§ Task:
Convert everything in the listing below, from the line containing "Find the tail" down to the line containing "Find the vertical" (both included), into a Markdown table with the columns Row and Line. Leave out any blank lines.

Extracted records
☆ ☆ ☆ ☆ ☆
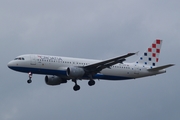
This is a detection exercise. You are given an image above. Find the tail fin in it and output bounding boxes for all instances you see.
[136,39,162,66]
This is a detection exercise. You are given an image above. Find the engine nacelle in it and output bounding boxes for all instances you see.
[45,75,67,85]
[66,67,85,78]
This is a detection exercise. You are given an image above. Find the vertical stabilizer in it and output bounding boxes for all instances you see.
☆ ☆ ☆ ☆ ☆
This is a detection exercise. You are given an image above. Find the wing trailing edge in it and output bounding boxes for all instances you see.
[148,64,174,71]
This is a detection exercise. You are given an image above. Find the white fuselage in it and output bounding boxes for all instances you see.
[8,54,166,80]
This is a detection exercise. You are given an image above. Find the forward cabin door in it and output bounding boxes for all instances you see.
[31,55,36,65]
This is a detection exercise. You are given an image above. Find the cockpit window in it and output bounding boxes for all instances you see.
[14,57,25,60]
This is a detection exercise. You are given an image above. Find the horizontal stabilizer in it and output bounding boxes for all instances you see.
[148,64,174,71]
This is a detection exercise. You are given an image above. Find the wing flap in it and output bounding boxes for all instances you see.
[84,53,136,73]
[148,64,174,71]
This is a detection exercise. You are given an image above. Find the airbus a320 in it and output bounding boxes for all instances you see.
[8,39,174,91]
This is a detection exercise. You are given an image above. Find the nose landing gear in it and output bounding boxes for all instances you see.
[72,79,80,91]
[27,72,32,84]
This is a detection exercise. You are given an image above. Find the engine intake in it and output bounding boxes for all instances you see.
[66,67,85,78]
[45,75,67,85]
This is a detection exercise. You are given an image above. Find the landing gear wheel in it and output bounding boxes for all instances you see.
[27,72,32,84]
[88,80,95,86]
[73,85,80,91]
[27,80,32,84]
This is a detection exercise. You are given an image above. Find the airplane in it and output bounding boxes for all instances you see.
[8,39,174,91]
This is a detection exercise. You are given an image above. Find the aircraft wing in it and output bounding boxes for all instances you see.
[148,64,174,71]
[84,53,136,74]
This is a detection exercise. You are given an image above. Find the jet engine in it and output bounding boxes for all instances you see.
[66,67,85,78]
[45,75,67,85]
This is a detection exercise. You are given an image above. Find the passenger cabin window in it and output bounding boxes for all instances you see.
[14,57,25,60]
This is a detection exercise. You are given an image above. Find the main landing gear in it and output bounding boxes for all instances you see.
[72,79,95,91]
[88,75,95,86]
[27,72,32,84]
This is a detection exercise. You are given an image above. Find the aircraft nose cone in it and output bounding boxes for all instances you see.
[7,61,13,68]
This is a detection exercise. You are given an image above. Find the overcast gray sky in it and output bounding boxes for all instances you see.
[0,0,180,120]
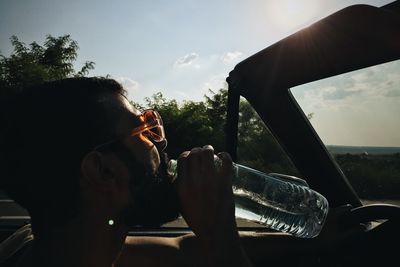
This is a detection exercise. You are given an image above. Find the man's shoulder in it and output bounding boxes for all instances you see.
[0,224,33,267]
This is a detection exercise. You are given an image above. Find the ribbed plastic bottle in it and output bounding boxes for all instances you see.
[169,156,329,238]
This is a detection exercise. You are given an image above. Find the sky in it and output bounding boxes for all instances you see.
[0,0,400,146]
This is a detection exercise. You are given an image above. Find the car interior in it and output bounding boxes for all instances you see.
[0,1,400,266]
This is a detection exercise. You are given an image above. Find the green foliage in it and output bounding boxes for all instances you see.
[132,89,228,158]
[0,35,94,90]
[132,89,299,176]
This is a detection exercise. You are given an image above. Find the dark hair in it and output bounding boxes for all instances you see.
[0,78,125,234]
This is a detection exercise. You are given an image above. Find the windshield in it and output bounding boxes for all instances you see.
☆ ☆ ☆ ☆ ☆
§ Complete answer:
| Row | Line |
|---|---|
| 1 | This is a detection exercise. You are given an image above. Find the tail fin in it and output bounding boxes for all instances you see. |
| 2 | [136,39,162,66] |
| 3 | This is a detection exercise. You are given an image above. Find the engine nacelle in it and output bounding boxes for all instances you see. |
| 4 | [45,75,67,85] |
| 5 | [66,67,85,78] |
| 6 | This is a detection exercise. You are given an image above. Find the vertical stabilizer in it and output bounding boxes for all instances you see. |